Recast every line of the listing below as a numbered list, and leave out any blank lines.

☆ ☆ ☆ ☆ ☆ ☆ ☆

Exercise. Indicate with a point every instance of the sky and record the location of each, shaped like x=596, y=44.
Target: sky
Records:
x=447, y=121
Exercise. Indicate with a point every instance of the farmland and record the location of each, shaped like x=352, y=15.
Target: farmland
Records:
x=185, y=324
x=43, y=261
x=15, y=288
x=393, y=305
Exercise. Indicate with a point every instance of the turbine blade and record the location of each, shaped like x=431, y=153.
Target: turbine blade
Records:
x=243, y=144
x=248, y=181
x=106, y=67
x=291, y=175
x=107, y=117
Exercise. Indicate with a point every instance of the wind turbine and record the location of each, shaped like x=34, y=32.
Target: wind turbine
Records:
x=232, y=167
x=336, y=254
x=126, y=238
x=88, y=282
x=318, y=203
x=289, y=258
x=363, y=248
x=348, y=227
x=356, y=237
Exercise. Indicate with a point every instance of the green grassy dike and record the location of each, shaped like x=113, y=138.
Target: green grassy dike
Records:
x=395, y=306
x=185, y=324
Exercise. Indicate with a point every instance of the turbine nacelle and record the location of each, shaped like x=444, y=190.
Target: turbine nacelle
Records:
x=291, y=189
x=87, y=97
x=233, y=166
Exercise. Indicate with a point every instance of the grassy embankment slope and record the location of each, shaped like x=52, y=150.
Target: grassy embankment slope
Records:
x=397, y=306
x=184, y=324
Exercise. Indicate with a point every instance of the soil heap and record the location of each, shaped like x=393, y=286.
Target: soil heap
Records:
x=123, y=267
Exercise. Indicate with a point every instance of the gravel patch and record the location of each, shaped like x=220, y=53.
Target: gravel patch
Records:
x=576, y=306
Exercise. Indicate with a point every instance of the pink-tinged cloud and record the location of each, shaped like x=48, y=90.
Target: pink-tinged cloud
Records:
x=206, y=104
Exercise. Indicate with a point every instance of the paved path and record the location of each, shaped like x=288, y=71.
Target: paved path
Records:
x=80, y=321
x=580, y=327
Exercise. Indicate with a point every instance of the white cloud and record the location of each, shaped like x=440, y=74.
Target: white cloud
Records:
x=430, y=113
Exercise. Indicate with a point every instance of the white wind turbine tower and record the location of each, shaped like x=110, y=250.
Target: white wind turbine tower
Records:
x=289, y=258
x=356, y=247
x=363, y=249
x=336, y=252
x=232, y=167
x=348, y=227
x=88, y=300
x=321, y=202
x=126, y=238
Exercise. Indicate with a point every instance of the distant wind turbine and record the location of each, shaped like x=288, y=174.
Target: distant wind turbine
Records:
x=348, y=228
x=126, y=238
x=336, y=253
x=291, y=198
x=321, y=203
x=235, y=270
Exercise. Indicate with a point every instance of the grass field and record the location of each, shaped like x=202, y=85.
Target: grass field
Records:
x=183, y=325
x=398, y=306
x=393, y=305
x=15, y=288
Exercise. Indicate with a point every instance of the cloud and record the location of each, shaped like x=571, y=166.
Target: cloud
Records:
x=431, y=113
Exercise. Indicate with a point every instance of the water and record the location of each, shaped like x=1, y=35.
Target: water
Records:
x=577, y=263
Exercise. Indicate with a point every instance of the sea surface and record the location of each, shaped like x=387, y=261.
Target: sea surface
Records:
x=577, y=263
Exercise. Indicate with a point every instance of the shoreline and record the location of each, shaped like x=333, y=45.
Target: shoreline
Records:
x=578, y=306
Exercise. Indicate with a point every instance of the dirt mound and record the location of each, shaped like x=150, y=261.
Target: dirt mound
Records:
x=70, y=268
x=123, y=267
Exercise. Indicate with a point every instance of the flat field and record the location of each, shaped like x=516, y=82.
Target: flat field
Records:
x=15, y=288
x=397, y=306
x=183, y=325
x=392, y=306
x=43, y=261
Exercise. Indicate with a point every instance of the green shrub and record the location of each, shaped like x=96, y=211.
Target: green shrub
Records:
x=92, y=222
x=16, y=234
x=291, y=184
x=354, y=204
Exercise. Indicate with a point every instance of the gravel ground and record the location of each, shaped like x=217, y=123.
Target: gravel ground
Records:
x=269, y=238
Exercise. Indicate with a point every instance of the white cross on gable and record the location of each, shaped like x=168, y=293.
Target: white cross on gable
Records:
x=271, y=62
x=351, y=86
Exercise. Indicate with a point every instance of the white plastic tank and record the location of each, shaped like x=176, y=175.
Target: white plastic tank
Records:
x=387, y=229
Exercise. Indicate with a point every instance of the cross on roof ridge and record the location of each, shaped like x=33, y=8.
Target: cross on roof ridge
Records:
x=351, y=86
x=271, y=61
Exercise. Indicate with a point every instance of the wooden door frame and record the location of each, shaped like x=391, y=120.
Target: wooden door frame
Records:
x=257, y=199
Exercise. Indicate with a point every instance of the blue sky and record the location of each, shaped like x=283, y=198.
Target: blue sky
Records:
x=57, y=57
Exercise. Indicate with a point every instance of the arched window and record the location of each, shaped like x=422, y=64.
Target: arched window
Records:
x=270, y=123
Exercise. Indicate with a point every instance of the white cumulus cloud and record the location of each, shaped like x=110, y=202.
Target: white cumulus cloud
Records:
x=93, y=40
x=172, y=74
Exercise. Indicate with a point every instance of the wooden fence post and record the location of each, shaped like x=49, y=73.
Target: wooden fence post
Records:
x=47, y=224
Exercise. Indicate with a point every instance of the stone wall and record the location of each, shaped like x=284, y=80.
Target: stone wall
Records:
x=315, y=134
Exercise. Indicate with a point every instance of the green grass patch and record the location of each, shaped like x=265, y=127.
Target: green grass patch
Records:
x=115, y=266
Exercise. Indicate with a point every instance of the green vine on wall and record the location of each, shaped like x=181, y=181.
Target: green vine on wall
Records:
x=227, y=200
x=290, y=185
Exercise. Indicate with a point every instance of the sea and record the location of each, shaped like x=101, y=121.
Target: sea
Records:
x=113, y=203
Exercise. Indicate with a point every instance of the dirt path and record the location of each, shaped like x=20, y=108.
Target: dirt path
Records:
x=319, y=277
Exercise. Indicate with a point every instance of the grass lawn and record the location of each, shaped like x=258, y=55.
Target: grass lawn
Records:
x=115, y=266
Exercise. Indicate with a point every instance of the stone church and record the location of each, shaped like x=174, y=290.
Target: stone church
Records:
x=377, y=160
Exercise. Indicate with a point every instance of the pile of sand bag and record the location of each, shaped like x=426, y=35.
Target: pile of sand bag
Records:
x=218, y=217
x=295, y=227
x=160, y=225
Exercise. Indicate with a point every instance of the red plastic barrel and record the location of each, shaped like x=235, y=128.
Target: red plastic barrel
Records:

☆ ☆ ☆ ☆ ☆ ☆ ☆

Exercise solution:
1. Exercise. Indicate with a point every instance of the sky and record the location of each, shaped like x=596, y=44.
2. Target: sky
3. Records:
4. x=447, y=121
5. Exercise. Indicate with a point every instance of the farmland and record the location of each, shaped like x=352, y=15.
6. Target: farmland
7. Records:
8. x=185, y=324
9. x=43, y=261
10. x=15, y=288
11. x=393, y=305
12. Exercise. Indicate with a point every instance of the turbine blade and record the location of each, shaped like x=431, y=153.
13. Target: turbine blade
14. Records:
15. x=243, y=144
16. x=248, y=181
17. x=106, y=67
18. x=291, y=175
19. x=107, y=117
20. Exercise. Indicate with a point every instance of the wind turbine and record the location of each, shaped like x=34, y=32.
21. Target: wind turbine
22. Records:
23. x=232, y=167
24. x=336, y=254
25. x=126, y=238
26. x=88, y=282
27. x=318, y=203
28. x=289, y=258
29. x=363, y=248
30. x=348, y=227
31. x=356, y=237
32. Exercise. Indicate with a point every instance of the green grassy dike and record the location of each, shaped like x=113, y=138.
33. Target: green grassy dike
34. Records:
35. x=395, y=306
36. x=185, y=324
37. Exercise. Indicate with a point every instance of the turbine nacelle and record the location of each, shaped like x=444, y=190.
38. Target: turbine nacelle
39. Records:
40. x=291, y=189
41. x=87, y=97
42. x=233, y=166
43. Exercise. Indicate with a point every instance of the grassy embankment slope and record the location of each, shaped like x=52, y=150.
44. Target: grassy embankment slope
45. Records:
46. x=397, y=306
47. x=184, y=324
48. Exercise. Indicate with a point every instance of the soil heap and record the location of each, shaped like x=393, y=286.
49. Target: soil heap
50. Records:
51. x=123, y=267
52. Exercise. Indicate with a point every instance of the gravel patch and record the location of each, shaped like x=220, y=53.
53. Target: gravel patch
54. Records:
55. x=576, y=306
56. Exercise. Indicate with a point every instance of the pink-tinged cloud and record the location of each, shaped like x=48, y=90.
57. Target: pink-tinged cloud
58. Records:
59. x=206, y=104
60. Exercise. Indicate with a point every instance of the paved path and record the location of each, shaped like x=288, y=71.
61. Target: paved path
62. Records:
63. x=80, y=321
64. x=580, y=327
65. Exercise. Indicate with a point every instance of the white cloud and record the location of each, shaped like x=440, y=74.
66. Target: white cloud
67. Records:
68. x=430, y=113
69. Exercise. Indicate with a point every instance of the white wind turbine tower and record the location of each, shaped like x=110, y=250.
70. Target: white wind turbine tower
71. Records:
72. x=289, y=258
73. x=356, y=247
74. x=363, y=249
75. x=336, y=252
76. x=232, y=167
77. x=348, y=227
78. x=88, y=300
79. x=321, y=202
80. x=126, y=238
81. Exercise. Indicate with a point every instance of the distant wind turbine and record the location of each, shaped like x=288, y=174.
82. Target: distant wind turbine
83. Records:
84. x=348, y=228
85. x=126, y=238
86. x=336, y=253
87. x=291, y=198
88. x=321, y=203
89. x=235, y=270
90. Exercise. Indicate with a point every instance of the grass field and record the location of each, shaped like x=202, y=85.
91. Target: grass field
92. Records:
93. x=183, y=325
94. x=398, y=306
95. x=393, y=305
96. x=15, y=288
97. Exercise. Indicate with a point every instance of the cloud and record the location of each, shaped like x=571, y=166.
98. Target: cloud
99. Records:
100. x=431, y=113
101. Exercise. Indicate with a point every instance of the water and record the location of each, shaped like x=1, y=35.
102. Target: water
103. Records:
104. x=577, y=263
105. Exercise. Indicate with a point every instance of the sea surface and record the location of each, shaped like x=387, y=261.
106. Target: sea surface
107. Records:
108. x=577, y=263
109. Exercise. Indicate with a point every instance of the shoreline and record the location of each, shaped like x=333, y=45.
110. Target: shoreline
111. Records:
112. x=578, y=306
113. Exercise. Indicate with a point every instance of the dirt mound and record the location of each, shaped like x=150, y=261.
114. Target: dirt mound
115. Records:
116. x=70, y=268
117. x=123, y=267
118. Exercise. Indicate with a point every instance of the flat field and record the location of each, shaped like x=516, y=82.
119. Target: flat field
120. Records:
121. x=15, y=288
122. x=397, y=306
123. x=183, y=325
124. x=392, y=306
125. x=43, y=261
126. Exercise. Indicate with a point every instance of the green shrub and record the location of each, shaped like x=96, y=211.
127. Target: green shrub
128. Records:
129. x=92, y=222
130. x=16, y=234
131. x=291, y=184
132. x=354, y=204
133. Exercise. Indicate with a point every instance of the gravel ground and record the location of each, shaped like x=217, y=123.
134. Target: gravel ground
135. Records:
136. x=269, y=238
137. Exercise. Indicate with a point every instance of the white cross on gable and record the location of each, shaped like x=168, y=293.
138. Target: white cross on gable
139. Records:
140. x=271, y=62
141. x=351, y=86
142. Exercise. Indicate with a point every instance of the white plastic tank and record the location of each, shaped like x=176, y=175.
143. Target: white plastic tank
144. Records:
145. x=387, y=229
146. Exercise. Indicate with a point every instance of the cross on roof ridge and record the location of each, shaped like x=33, y=8.
147. Target: cross on roof ridge
148. Records:
149. x=351, y=86
150. x=271, y=61
151. Exercise. Indicate with a point every instance of the wooden door frame and record the location of each, shaped like x=391, y=120.
152. Target: wooden door frame
153. Records:
154. x=257, y=199
155. Exercise. Indicate with a point every instance of the blue sky and record the location of each, shaped like x=283, y=198.
156. Target: blue sky
157. Records:
158. x=57, y=57
159. Exercise. Indicate with a point every instance of the arched window and record the location of each, shaped like x=422, y=64.
160. Target: arched window
161. Records:
162. x=270, y=123
163. Exercise. Indicate with a point every instance of the white cumulus cloud and record the location of each, shaped like x=110, y=202.
164. Target: white cumulus cloud
165. Records:
166. x=93, y=40
167. x=172, y=74
168. Exercise. Indicate with a point every instance of the wooden fence post and record the location of each, shaped like x=49, y=73.
169. Target: wooden fence post
170. Records:
171. x=47, y=224
172. Exercise. Indicate with a point every instance of the stone wall and record the location of each, shaped like x=284, y=80.
173. Target: stone wall
174. Records:
175. x=315, y=134
176. Exercise. Indicate with a point every instance of the green grass patch and record the location of each, shaped like x=265, y=127.
177. Target: green grass patch
178. Records:
179. x=115, y=266
180. Exercise. Indicate with a point every instance of the green vine on wall and record the location of each, shaped like x=181, y=181.
181. Target: green vine on wall
182. Records:
183. x=227, y=200
184. x=290, y=185
185. Exercise. Indicate with a point every instance of the sea and record the location of each, shaped like x=101, y=121.
186. Target: sea
187. Records:
188. x=113, y=203
189. Exercise. Indicate with a point every instance of the dirt path and record the location of each, shaped like x=20, y=108.
190. Target: dirt path
191. Records:
192. x=319, y=277
193. Exercise. Indicate with a point every instance of the grass lawn and record the location of each, shaped like x=258, y=55.
194. Target: grass lawn
195. Records:
196. x=115, y=266
197. Exercise. Indicate with a point every instance of the stone church and record the location of each, shaped like x=174, y=290.
198. Target: stone church
199. Records:
200. x=377, y=160
201. Exercise. Indicate with a point every instance of the pile of sand bag and record the location of each, shaped like x=426, y=35.
202. Target: pile of sand bag
203. Records:
204. x=218, y=217
205. x=295, y=227
206. x=160, y=225
207. Exercise. Indicate with a point every instance of the red plastic barrel and record the location of each, shaped like x=235, y=128.
208. Target: red plastic barrel
209. Records:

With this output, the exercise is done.